↓↓↓

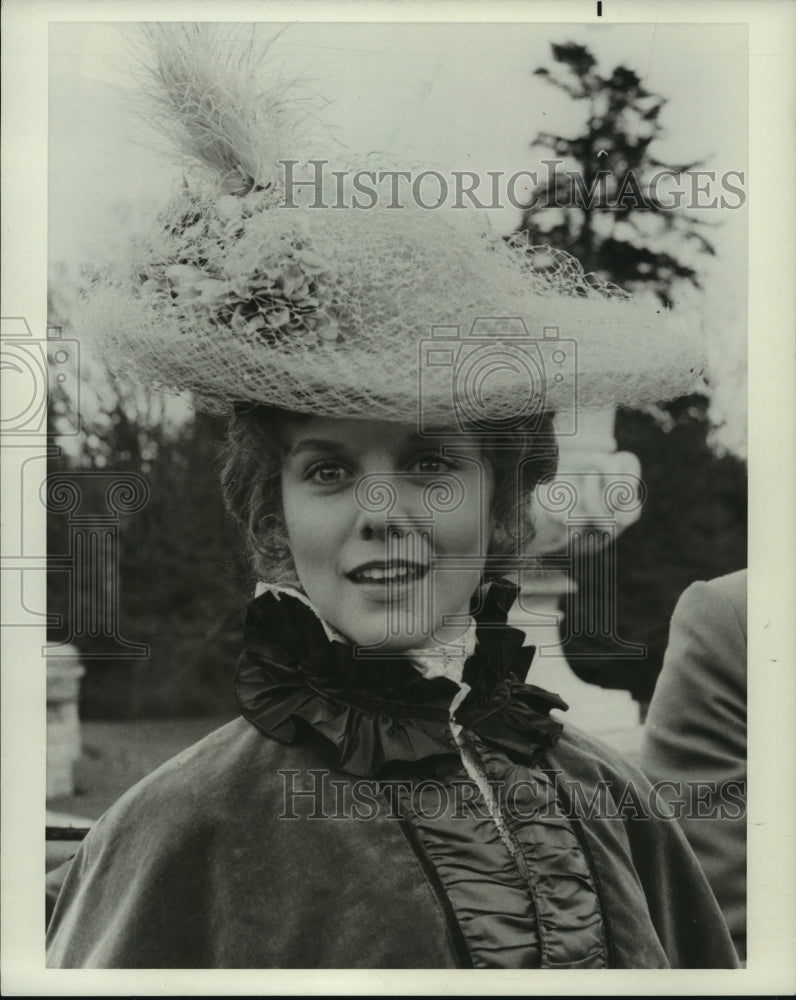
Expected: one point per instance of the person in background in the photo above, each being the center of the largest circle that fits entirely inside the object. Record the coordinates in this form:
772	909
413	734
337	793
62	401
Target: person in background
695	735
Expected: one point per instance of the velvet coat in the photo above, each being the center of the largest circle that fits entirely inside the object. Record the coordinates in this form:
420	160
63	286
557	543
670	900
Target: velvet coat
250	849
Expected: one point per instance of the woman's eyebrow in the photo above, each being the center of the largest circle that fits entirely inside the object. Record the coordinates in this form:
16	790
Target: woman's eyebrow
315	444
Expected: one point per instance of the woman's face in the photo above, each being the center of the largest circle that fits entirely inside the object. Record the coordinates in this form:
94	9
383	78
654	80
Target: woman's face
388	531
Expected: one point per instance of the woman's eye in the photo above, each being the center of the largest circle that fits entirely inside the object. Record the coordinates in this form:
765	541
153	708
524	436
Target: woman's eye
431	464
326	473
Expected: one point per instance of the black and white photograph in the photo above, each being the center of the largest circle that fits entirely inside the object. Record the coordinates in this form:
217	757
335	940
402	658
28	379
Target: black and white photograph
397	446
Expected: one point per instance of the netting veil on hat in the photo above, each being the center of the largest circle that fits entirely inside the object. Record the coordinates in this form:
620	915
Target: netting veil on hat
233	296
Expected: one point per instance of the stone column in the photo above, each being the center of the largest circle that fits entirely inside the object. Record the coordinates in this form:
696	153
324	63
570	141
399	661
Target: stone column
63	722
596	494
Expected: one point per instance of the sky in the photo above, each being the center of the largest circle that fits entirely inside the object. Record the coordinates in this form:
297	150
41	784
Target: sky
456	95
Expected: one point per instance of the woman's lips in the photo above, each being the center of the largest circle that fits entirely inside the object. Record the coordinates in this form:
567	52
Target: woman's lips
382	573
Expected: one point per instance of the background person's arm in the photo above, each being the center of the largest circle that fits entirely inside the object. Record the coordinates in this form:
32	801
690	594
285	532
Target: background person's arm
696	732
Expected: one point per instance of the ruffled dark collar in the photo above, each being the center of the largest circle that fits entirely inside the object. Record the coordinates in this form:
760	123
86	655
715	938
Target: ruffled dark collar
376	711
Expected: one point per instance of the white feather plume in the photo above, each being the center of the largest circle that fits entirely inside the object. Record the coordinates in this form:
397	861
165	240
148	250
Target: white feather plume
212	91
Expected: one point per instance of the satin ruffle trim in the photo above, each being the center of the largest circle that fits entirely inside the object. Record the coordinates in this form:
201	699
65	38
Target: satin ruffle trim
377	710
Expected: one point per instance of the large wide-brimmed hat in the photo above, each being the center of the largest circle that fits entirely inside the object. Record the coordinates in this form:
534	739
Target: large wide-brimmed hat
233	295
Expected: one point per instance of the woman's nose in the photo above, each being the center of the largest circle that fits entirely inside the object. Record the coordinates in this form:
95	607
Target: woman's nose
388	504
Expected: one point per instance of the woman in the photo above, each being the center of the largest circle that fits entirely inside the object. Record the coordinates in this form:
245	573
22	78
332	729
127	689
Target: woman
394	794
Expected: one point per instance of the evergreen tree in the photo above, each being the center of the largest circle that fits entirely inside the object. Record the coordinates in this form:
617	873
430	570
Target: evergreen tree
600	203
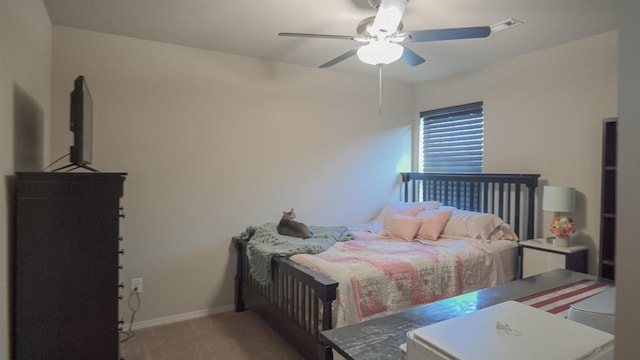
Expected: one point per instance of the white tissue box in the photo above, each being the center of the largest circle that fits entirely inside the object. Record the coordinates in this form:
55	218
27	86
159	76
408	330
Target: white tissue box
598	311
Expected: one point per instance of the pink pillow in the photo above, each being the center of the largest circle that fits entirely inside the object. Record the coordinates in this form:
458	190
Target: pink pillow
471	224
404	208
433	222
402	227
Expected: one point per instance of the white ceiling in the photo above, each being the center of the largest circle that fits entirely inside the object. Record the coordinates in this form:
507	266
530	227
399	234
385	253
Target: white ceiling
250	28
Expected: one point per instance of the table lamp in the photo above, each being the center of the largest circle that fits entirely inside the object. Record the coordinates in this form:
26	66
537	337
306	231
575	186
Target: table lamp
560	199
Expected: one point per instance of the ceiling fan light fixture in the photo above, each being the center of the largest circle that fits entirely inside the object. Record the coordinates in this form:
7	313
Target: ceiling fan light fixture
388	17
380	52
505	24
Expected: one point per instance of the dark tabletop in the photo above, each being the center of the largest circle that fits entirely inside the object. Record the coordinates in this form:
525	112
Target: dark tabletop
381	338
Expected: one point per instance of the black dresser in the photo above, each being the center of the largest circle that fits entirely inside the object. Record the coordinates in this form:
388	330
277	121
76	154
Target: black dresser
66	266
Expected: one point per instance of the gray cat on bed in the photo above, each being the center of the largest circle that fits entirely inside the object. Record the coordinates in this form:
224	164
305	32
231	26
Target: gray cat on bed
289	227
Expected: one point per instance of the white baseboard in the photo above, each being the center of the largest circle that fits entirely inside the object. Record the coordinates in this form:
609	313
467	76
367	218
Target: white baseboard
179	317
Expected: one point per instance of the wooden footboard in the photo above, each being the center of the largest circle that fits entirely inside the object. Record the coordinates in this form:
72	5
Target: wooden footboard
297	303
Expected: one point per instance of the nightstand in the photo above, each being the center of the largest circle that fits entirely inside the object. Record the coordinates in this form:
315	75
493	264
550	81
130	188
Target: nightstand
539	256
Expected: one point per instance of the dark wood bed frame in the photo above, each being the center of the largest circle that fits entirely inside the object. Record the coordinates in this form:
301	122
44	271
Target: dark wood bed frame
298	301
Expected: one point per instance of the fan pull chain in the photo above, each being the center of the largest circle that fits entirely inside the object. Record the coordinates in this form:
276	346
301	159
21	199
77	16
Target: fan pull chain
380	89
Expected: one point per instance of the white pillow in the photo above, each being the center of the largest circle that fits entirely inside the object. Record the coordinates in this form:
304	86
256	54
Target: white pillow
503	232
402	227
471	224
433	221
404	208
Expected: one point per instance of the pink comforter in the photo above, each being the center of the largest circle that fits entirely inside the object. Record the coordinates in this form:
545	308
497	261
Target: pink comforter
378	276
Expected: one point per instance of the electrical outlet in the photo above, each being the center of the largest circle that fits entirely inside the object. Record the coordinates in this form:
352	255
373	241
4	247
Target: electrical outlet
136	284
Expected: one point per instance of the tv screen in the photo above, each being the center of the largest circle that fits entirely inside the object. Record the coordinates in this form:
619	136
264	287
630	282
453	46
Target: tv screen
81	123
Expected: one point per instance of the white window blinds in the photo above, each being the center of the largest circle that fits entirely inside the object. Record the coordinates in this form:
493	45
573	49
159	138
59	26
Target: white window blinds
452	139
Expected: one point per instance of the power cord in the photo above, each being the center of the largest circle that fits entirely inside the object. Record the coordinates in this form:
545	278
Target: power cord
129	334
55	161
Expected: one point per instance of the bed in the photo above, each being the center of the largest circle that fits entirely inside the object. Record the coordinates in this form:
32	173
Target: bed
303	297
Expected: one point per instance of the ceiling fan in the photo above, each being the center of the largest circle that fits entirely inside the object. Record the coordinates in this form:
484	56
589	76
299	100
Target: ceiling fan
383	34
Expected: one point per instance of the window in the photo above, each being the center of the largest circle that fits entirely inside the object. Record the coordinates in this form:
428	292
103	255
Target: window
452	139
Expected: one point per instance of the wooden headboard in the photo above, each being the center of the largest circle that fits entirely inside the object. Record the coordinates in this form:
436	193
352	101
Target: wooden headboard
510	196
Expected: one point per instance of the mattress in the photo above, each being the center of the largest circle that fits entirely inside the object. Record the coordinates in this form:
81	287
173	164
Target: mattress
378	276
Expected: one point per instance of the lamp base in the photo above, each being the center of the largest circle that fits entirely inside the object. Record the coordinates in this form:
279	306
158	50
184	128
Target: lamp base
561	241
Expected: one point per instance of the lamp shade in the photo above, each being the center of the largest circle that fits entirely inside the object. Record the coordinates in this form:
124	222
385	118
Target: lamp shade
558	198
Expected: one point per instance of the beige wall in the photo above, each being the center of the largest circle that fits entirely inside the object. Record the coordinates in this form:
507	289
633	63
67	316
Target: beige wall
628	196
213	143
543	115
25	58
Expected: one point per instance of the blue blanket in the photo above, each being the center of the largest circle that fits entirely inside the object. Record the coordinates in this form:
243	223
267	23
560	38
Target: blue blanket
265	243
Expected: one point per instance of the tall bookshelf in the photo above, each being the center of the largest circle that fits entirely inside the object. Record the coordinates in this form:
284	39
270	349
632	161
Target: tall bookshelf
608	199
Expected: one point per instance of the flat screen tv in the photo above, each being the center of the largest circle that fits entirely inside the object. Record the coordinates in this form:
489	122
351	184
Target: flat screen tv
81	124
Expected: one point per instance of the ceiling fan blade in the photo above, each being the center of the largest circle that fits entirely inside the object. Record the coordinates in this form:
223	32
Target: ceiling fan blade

↑↑↑

The problem — Rewrite every line of the records above, from the line containing "Expected: one point per instance of the flat" through the end, shifting each answer coordinate up by 71 and leaving all other numbers unchanged.

Written reply —
Expected: one point per instance of the flat screen tv in the photo above, each being the center of the largest circle that fits entirely inside the object. Record the coordinates in this form:
489	122
351	184
Target: flat screen tv
152	195
Expected: one point per instance of the ceiling fan blade in the photo above, each being the center of the largest circle that fits entirely inside the object. Record the coordinates in this form:
223	32
Target: ceiling fan blade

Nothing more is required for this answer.